#### [EXTRACTED TEXT]
──────

See docs/architecture.md, docs/jobs-and-lifecycle.md, and docs/INDEX.md for the full picture.
This is the most common point of confusion, so it's worth being explicit: the Rust tree-sitter chunker and Graphify are not doing the same job twice. They feed two different stores that answer two different kinds of question — the dual-retrieval design (ADR-0003, ADR-0010). A good code review needs both kinds of recall, and no single store does both well.
flowchart LR
SRC["Repo checkout<br/>(one clone, in the runner)"]
SRC --> TS["tree-sitter chunker<br/>splits into semantic units"]
SRC --> GFY["Graphify<br/>extracts symbols + relationships"]
TS --> VEC[("pgvector<br/>embedding per chunk")]
GFY --> NEO[("Neo4j<br/>typed graph")]
VEC --> QS["Semantic question:<br/>'where is similar behaviour?'"]
NEO --> QG["Structural question:<br/>'what calls this? PR impact?'"]
| tree-sitter chunker → pgvector | Graphify → Neo4j | |
|---|---|---|
| Kind of recall | Semantic (vector similarity) | Structural (graph traversal) |
| Question it answers | "where is similar code / behaviour?", natural-language search | "what calls this function?", "what does this PR touch?", containment, test ownership |
| What it emits | embedding-sized chunks with stable source ranges | nodes (symbols, files) + edges (defines, calls, imports) |
| Why this tool | purpose-built, lightweight, in-process Rust we control; chunk boundaries are a chunking concern | specialised multi-modal graph extractor; relationships are a graph concern |
| Can the other store answer it? | ❌ a graph can't rank by semantic similarity | ❌ vector search can't enumerate exact callers |
| Status | ✅ built (slice 2) | ✅ built (slice 3) |
Both run in the same runner Job over the same checkout — one indexes for fuzzy retrieval, the other for exact retrieval. The reasoning agent (slice 5) then queries each store via MCP for the question it's best at.
A task is created from a webhook, parked in the Postgres queue, claimed by a dispatcher under a lease, and executed in a Job. Statuses below are the ones the runner reports back to the control plane.
stateDiagram-v2
[*] --> queued: webhook → enqueue (idempotent)
queued --> running: dispatcher claims (lease) + Job starts
state running {
[*] --> cloning
cloning --> indexing: checkout ready
indexing --> reasoning: indexes ready (or reused, ADR-0025)
reasoning --> [*]: review submitted
}
running --> posting_result: validated write-back to GitHub
posting_result --> succeeded
running --> succeeded: index-only task
running --> failed: error reported
running --> timed_out: activeDeadline exceeded
queued --> cancelled: superseded / cancelled
succeeded --> [*]
failed --> [*]
timed_out --> [*]
cancelled --> [*]
There are two job kinds: an
indextask (on repo approval) and areviewtask (on a PR or@mention). A warm review reuses the base index (ADR-0025). The authoritative state machine, cancellation, and data-purge flows live in docs/jobs-and-lifecycle.md.

──────

#### [DIRECTIVE A]
Gather every line in the records below that contains the word "hosta".

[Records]
──────

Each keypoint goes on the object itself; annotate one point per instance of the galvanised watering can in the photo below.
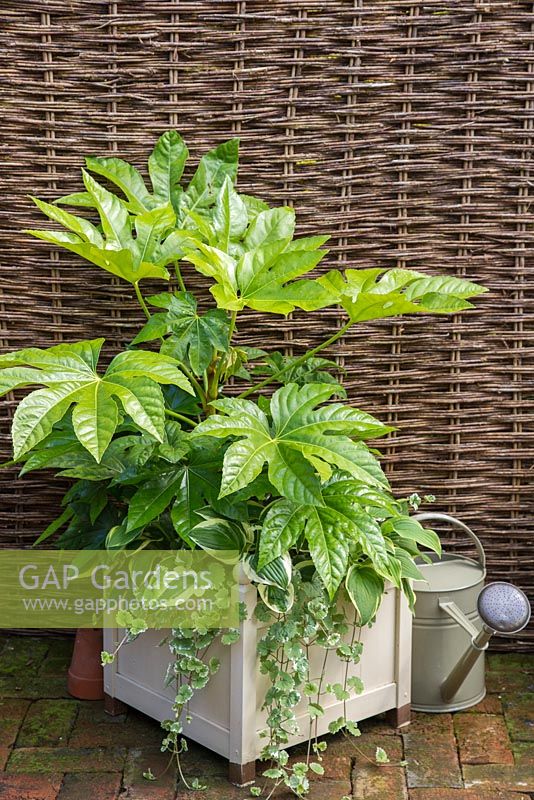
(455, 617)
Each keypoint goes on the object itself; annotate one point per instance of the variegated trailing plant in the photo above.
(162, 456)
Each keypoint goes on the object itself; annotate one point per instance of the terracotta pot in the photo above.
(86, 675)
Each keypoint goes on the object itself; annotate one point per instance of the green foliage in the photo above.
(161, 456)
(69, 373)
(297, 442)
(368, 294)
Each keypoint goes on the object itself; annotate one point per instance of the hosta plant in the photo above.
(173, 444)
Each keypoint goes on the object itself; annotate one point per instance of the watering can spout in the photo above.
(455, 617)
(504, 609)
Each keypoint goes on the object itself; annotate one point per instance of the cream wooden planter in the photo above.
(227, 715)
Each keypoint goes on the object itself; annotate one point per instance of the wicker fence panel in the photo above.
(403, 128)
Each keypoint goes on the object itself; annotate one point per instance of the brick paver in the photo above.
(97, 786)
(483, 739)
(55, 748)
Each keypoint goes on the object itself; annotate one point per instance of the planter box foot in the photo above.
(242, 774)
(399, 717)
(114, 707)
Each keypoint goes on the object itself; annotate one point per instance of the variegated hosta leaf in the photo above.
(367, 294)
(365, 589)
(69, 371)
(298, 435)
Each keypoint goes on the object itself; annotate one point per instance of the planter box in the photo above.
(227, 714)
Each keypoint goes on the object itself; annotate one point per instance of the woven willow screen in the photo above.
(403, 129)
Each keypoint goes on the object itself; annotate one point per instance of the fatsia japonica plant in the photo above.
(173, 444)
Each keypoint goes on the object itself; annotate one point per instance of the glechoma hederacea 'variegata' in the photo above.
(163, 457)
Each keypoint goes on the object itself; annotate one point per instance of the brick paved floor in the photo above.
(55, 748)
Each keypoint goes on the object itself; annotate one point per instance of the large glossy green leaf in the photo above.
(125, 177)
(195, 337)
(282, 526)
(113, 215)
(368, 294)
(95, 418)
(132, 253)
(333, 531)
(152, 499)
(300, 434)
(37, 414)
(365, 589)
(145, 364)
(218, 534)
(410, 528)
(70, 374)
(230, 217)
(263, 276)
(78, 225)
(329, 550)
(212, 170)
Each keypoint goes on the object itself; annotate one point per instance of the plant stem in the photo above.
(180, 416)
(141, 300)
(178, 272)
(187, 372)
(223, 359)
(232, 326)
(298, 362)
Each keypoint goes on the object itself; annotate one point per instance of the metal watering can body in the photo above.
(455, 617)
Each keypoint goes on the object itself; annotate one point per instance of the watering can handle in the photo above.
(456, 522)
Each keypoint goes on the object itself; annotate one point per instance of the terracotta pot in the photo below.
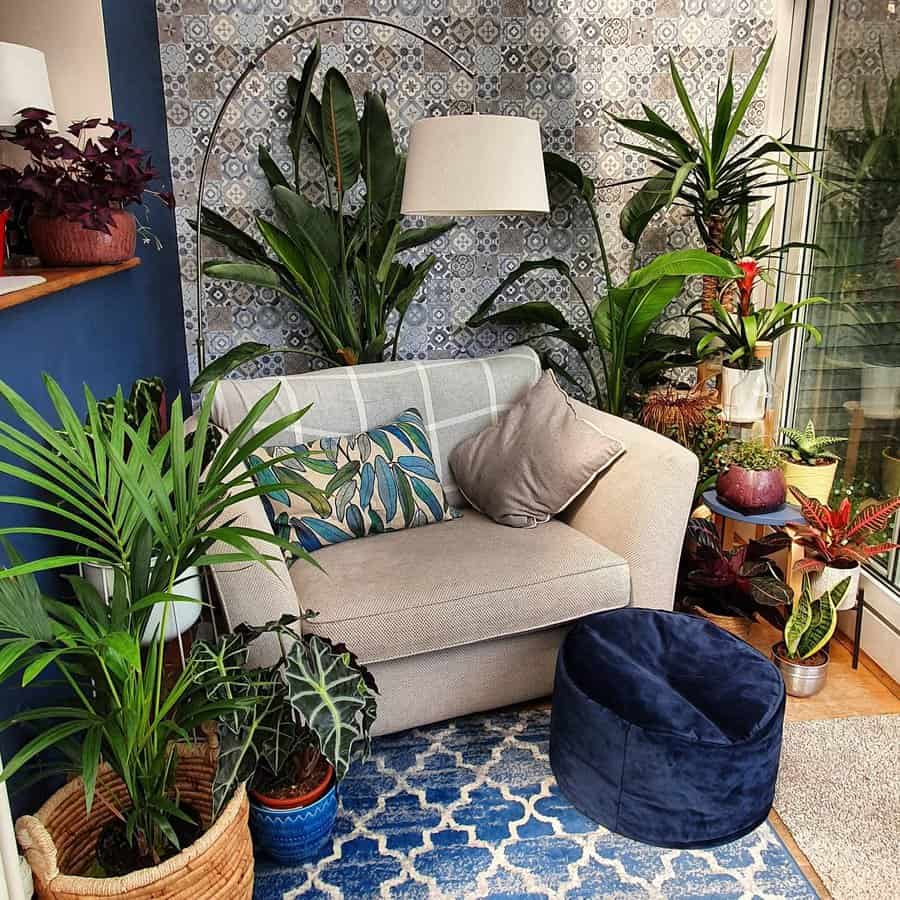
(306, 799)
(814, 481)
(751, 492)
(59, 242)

──────

#### [DIRECTIVE B]
Retype the stretch of the code review indexing notes from "A task is created" through "(or reused, ADR-0025)", word for word.

#### [COMPLETE OUTPUT A]
Each keypoint goes on the object itself; annotate one point per instance of the hosta plant in the photo above.
Each keypoint goes on the object itself; annotate one point per instance of the variegated hosta leaf in the photo above.

#### [COMPLETE OUTPUT B]
A task is created from a webhook, parked in the Postgres queue, claimed by a dispatcher under a lease, and executed in a Job. Statuses below are the ones the runner reports back to the control plane.
stateDiagram-v2
[*] --> queued: webhook → enqueue (idempotent)
queued --> running: dispatcher claims (lease) + Job starts
state running {
[*] --> cloning
cloning --> indexing: checkout ready
indexing --> reasoning: indexes ready (or reused, ADR-0025)